● **Document text**
+ + + + +
Class A (in general) will produce less distortion than any other form of operation. The human ear uses odd-ordered harmonics as loudness cues; in particular the 5th, 7th and 9th. Although only found in trace amounts in most amplifiers, even very subtle increases in these harmonics are readily noticed due to the way our ears work.

We perceive the increase as brightness/hardness.

I would not surprise me in the least to find that some people hear that as 'speed' (to me the word speed refers to the risetime or slew rate of the amp) or bandwidth.

If those harmonics are not altered the amplifier will be more relaxed or 'laid back', which is **not** to say that there is a coloration- in fact. there is *less* coloration.

In transistor amplifiers some of the fastest risetimes are manifested in Class A amplifiers. This is true of tubes too, although to really get the same speed as transistors you have to get rid of the output transformer, but then they can be every bit as fast as the fastest transistors.
"Speed" or more properly "rise time" should never be a problem for audio amps. After all, both tubes and transistors are used at radio frequencies.

I know Guidocorona was just joking with his post. ... but ... I just would like to clarify for those who may not know. The tempo of a song ( how fast or slow it is played ) has nothing to do with the time signature. Two totally different things.

Thank you Tom, sadly, you are correct. Performers often take obscene liberties with clearly specified time signatures or stylistic practices, resulting in totally bizarre tempos of performances and recordings.
Rythmic signatures are a different matter all together, and are subject to their own special kind of manglings.
Eldartford, you are right of course, about time domain compression/expansion. I have played with analog time domain compression of speech streams since the mid 70s. . . . and in those days results were pretty horrendous. Now days, using advanced algorithms, reasonable intellegibility can be achieved by speeding up digital recordings of speech up to 3X. Text to speech engines (TTS) can yield intelligible speech upwards of 500WPM by adopting differing compression scales for different phonemes. I have heard formant-based TTS engine actually running at 1200WPM, but do not pretend to understand them at such speech rates. G.
After reading G's jibberish I am confident that someday there will be time travel:)
+ + + + +
● **Material provided**
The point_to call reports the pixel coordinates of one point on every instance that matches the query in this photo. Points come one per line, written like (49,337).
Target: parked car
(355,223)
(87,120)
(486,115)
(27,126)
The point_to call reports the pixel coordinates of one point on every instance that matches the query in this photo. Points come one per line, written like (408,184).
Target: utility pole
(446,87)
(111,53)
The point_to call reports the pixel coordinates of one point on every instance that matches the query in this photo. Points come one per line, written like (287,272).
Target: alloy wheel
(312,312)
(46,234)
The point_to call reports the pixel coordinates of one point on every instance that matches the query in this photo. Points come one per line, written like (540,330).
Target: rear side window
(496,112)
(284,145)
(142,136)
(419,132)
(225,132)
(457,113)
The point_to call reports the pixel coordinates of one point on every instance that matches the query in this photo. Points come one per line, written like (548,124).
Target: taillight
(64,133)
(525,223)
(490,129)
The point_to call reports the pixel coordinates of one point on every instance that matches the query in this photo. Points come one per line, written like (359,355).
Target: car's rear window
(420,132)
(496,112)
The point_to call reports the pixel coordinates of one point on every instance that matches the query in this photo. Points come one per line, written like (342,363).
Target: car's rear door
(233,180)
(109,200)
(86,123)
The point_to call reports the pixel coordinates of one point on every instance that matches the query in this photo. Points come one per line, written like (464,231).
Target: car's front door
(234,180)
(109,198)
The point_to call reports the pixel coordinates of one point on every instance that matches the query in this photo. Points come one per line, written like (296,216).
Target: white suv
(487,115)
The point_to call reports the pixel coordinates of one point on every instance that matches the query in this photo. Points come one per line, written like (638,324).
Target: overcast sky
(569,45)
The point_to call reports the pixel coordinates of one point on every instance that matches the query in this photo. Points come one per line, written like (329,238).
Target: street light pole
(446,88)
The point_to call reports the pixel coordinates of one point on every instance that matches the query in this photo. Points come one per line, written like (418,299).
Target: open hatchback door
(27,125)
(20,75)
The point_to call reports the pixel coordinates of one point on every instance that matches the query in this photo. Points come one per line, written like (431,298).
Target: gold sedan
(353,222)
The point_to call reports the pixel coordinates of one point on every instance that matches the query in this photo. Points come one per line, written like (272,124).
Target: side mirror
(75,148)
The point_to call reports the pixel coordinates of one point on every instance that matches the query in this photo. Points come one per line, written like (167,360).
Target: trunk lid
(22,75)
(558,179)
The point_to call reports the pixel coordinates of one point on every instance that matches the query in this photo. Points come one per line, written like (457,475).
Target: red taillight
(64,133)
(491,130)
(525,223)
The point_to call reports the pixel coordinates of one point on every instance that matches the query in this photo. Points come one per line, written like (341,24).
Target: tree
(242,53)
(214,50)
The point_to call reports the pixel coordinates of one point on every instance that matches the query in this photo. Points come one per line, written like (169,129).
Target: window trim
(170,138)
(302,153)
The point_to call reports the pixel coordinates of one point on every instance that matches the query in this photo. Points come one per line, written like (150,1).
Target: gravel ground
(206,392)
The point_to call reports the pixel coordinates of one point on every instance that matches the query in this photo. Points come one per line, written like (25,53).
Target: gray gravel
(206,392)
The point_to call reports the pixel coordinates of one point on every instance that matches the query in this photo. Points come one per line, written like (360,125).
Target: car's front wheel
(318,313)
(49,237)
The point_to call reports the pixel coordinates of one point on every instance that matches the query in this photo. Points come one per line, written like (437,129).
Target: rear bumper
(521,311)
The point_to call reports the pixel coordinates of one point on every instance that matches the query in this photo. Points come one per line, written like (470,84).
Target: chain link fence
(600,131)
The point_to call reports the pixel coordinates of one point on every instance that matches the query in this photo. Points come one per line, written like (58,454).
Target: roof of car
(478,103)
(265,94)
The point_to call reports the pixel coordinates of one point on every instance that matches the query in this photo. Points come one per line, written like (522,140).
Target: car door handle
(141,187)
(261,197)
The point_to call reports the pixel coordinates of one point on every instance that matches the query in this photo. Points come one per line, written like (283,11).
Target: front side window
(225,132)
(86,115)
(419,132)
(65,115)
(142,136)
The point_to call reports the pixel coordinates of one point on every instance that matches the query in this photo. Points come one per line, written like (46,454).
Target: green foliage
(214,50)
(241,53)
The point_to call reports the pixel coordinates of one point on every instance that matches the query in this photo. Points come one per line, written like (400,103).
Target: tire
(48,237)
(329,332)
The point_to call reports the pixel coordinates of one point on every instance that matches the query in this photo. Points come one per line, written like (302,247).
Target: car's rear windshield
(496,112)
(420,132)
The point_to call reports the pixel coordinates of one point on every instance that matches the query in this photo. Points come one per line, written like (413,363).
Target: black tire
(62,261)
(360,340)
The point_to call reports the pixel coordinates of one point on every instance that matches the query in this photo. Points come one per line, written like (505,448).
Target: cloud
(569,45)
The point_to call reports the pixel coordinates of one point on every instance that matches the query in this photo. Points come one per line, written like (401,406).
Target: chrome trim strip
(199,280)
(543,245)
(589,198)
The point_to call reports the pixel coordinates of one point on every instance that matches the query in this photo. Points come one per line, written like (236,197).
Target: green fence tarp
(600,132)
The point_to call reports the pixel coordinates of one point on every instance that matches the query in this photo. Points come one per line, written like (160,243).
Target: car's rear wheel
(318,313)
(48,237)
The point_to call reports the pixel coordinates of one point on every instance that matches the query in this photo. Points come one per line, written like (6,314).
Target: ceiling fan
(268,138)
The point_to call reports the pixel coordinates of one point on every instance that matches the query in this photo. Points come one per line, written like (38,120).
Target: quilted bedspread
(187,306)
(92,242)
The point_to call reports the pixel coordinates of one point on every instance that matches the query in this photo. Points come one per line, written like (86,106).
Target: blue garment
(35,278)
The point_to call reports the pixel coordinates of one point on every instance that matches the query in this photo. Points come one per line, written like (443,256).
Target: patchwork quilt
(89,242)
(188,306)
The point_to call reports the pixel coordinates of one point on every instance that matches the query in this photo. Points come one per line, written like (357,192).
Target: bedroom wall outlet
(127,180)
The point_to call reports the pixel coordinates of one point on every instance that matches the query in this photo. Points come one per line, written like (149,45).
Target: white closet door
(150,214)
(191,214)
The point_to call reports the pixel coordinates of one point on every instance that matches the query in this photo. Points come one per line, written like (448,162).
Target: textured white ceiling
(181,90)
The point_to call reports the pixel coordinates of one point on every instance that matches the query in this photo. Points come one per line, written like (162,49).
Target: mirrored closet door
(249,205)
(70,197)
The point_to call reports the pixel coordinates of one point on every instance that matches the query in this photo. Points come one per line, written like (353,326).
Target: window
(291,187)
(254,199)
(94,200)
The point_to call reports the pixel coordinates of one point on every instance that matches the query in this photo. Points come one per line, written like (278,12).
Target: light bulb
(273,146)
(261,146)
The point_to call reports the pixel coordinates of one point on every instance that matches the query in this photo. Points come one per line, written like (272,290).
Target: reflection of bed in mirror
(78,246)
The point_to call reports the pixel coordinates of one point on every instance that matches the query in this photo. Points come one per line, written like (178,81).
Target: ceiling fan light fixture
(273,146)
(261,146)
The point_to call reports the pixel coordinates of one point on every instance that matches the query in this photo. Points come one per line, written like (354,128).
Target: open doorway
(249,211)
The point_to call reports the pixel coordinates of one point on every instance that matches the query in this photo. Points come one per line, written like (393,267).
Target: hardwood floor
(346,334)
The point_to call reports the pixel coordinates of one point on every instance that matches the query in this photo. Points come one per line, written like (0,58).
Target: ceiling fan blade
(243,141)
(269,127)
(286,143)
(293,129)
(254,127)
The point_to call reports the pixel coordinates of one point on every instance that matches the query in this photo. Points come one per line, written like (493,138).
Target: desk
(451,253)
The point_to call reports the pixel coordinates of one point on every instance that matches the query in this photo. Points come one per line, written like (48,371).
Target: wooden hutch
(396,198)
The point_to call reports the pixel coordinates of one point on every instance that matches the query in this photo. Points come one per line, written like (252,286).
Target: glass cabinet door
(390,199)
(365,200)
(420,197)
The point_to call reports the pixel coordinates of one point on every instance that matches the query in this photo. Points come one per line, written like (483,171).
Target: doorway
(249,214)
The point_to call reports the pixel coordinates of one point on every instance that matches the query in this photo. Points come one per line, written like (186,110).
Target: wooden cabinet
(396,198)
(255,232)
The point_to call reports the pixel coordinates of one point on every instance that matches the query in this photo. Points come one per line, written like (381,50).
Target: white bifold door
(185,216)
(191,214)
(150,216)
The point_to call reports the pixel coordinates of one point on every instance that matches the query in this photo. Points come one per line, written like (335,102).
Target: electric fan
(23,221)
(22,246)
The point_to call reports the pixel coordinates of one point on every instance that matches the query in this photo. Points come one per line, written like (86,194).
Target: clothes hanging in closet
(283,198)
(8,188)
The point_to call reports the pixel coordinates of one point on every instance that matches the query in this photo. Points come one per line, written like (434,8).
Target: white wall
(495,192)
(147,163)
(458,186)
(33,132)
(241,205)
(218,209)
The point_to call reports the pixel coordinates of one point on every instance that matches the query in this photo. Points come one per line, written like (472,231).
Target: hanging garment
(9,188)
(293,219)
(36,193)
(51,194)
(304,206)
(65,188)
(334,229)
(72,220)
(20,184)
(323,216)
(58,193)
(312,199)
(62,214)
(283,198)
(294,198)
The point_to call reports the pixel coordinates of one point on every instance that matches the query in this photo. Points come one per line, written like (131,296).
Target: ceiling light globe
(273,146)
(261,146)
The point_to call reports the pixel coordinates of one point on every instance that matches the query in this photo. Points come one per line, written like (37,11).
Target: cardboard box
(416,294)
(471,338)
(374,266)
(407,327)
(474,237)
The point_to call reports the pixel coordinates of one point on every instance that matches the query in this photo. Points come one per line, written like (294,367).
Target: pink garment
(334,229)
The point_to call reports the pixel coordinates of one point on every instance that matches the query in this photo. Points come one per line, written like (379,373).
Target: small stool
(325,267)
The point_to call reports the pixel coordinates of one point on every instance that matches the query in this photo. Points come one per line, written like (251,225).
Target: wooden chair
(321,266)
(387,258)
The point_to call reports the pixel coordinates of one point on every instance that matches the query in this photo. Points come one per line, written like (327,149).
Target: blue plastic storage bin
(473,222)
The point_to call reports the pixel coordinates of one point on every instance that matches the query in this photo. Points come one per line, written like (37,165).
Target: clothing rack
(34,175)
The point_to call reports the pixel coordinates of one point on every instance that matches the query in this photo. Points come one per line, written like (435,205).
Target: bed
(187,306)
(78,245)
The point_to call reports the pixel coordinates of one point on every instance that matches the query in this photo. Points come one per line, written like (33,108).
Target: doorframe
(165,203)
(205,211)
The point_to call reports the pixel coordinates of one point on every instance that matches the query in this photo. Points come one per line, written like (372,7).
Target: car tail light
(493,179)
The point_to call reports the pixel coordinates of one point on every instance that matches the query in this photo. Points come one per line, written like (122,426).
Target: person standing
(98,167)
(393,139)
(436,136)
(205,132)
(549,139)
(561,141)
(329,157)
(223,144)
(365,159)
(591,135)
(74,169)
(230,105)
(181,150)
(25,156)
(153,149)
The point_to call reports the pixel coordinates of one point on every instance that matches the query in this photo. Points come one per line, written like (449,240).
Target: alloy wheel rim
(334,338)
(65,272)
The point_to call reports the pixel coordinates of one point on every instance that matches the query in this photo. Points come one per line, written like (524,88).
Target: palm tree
+ + + + +
Please return the passage of the amplifier discussion above from "We perceive the" up to and including "is *less* coloration.", copied word for word.

We perceive the increase as brightness/hardness.

I would not surprise me in the least to find that some people hear that as 'speed' (to me the word speed refers to the risetime or slew rate of the amp) or bandwidth.

If those harmonics are not altered the amplifier will be more relaxed or 'laid back', which is **not** to say that there is a coloration- in fact. there is *less* coloration.